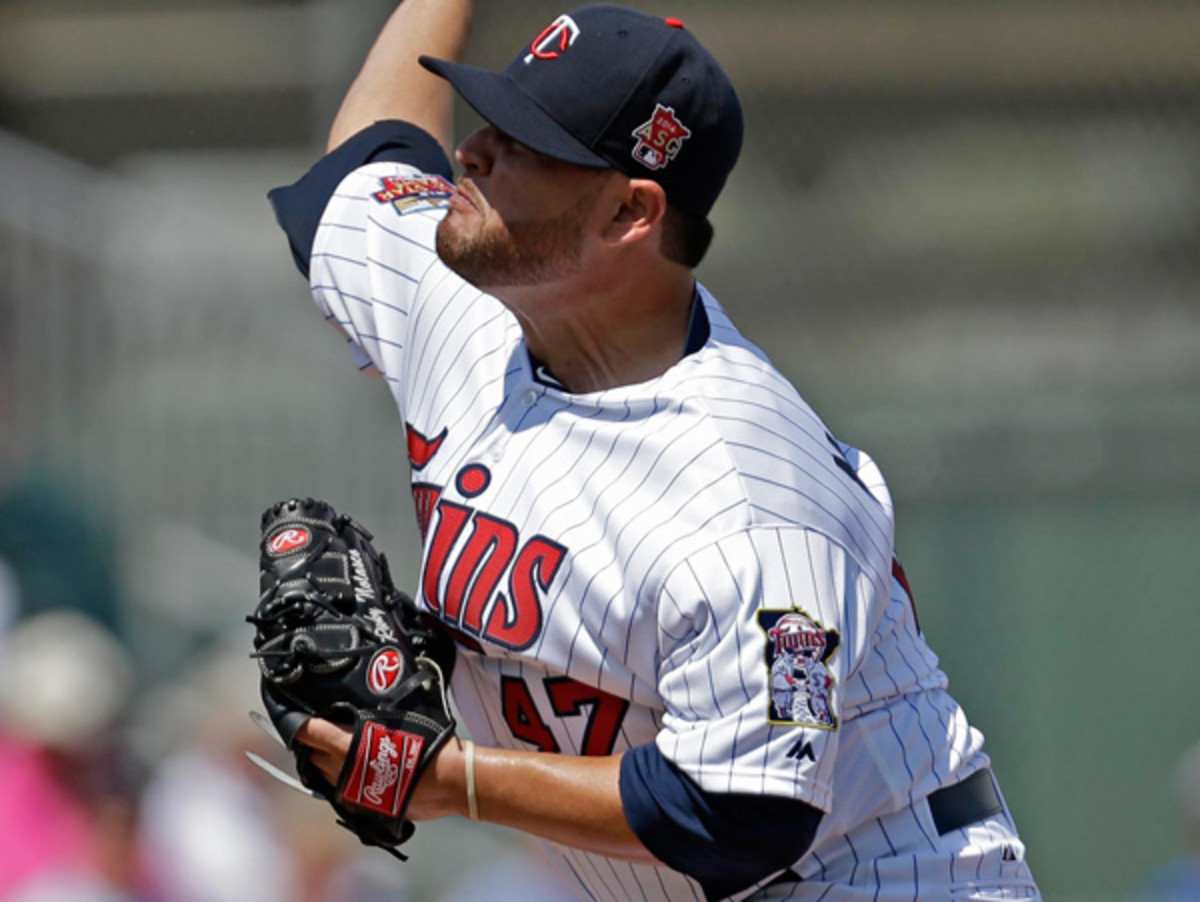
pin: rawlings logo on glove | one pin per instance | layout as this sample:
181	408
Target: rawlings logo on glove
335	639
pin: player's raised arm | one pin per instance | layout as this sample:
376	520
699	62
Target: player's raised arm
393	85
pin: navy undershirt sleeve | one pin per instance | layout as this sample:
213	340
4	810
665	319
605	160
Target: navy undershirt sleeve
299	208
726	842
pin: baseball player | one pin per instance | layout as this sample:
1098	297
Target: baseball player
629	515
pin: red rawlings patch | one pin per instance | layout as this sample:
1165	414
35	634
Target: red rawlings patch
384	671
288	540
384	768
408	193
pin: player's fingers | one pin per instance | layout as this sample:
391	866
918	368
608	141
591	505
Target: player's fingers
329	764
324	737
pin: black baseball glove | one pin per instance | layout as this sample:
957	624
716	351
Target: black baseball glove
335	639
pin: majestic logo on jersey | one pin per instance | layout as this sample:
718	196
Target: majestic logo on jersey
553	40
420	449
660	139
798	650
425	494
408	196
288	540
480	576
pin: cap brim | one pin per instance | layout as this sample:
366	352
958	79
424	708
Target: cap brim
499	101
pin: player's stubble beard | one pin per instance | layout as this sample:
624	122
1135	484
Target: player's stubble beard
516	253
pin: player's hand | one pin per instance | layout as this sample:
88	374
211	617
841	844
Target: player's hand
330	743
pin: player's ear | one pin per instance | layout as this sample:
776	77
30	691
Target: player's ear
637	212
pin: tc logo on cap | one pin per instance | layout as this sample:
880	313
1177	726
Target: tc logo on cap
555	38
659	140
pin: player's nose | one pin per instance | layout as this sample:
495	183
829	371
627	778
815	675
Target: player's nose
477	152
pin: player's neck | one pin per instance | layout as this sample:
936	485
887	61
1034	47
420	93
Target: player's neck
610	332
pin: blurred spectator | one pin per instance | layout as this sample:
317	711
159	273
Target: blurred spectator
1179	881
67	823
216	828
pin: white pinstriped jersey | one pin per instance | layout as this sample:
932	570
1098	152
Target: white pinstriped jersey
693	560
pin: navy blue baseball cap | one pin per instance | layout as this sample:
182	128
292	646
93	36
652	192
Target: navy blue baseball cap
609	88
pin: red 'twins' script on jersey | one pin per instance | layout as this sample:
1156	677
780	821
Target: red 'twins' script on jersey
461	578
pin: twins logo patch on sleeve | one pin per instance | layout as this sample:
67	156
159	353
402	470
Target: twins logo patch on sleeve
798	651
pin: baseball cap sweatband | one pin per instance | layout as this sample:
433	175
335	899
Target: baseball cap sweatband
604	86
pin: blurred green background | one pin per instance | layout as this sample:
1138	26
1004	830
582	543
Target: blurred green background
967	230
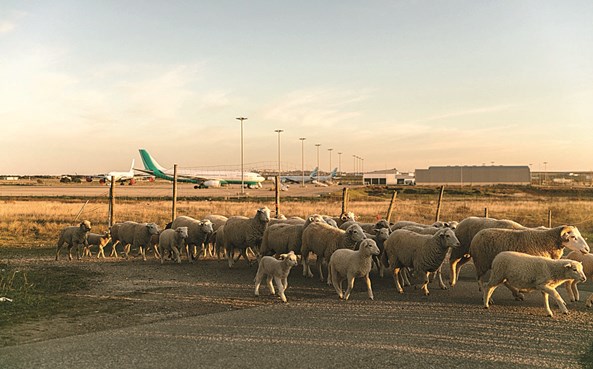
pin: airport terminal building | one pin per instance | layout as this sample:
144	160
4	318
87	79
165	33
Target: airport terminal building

Requirement:
Copy all of the material above line for line, without any changes, and leave the pictures out.

Answer for this exercise:
pin: rawlings logo on glove | one pin per instance | layout as this sample:
181	408
Target: rawlings logo on glove
335	639
pin: player's raised arm | one pin per instance | layout as this sample:
376	520
699	62
Target: player's raised arm
393	85
pin: navy undershirt sleeve | one pin per instance | layout as this sample:
213	340
4	810
665	319
605	160
Target: navy undershirt sleeve
299	208
726	842
pin: baseball player | one pin per instance | layout as this sample:
1098	297
Target: baseball player
629	515
pin: red rawlings patch | one pin per instance | layout as this sample:
1165	414
35	634
Target: red rawlings patch
384	671
288	540
384	768
408	193
pin: player's fingers | one pin per instance | layout as this sample:
391	866
918	368
608	141
591	505
Target: player's fingers
329	764
324	737
pin: black baseball glove | one pin per instance | layout as this sample:
957	624
716	351
Target: black baseball glove
335	639
pin: majestic logo on jersey | one pin per instance | layout as this sample:
718	196
Target: majestic logo on jersey
553	40
420	449
660	139
798	650
425	494
408	196
288	540
480	576
pin: cap brim | one pin per instance | layout as this sample:
366	352
958	79
424	708
Target: cap brim
499	101
pin: player's stubble beard | one pin per instance | layout as this sample:
624	122
1135	484
Target: player's stubble beard
516	253
pin: player's hand | one pin per instance | layout as this sample:
88	374
211	617
841	844
Target: player's hand
330	743
pin: player's ear | one pin per instance | layout as this sample:
776	77
30	691
Target: player's ear
637	212
pin: tc logo on cap | one pin per instance | layout as this sample:
880	313
1177	726
Target: tc logo on cap
555	38
659	140
pin: player's nose | one pin per instance | layout as this sample:
495	183
829	371
627	778
815	675
Target: player's nose
477	152
pin: player's neck | one pin per instance | layout as this sample:
936	485
887	61
1034	47
420	93
Target: player's neck
610	332
pin: blurred spectator | one pin per instance | layout as this sample:
317	711
159	273
Target: blurred spectator
1179	881
67	823
216	828
pin: white pinstriped jersey | one pin per instance | layout as this sample:
932	570
1098	152
Target: white pinstriped jersey
693	560
pin: navy blue baseball cap | one pin per instance | layout as this sample:
182	128
292	646
93	36
652	192
Target: navy blue baseball cap
609	88
pin: red 'twins' script on jersey | one pin per instance | layout as this sample:
1156	677
780	821
Target: red 'twins' script on jersey
461	578
pin: twins logo patch on sleeve | one pin per instance | layout as this sample:
67	156
159	353
402	470
Target: twins logo patch on sleeve
798	651
pin: baseball cap sweatband | one pin per instance | layout as this sample:
433	175
335	899
Target: baseball cap sweatband
604	86
pin: blurred green background | one pin per instance | layout as this sample:
1138	26
1004	830
582	543
Target: blurred green background
967	230
pin: airport terminal building | one pin per instance | layout as this sample:
144	160
4	318
87	79
165	33
Target: airport terminal building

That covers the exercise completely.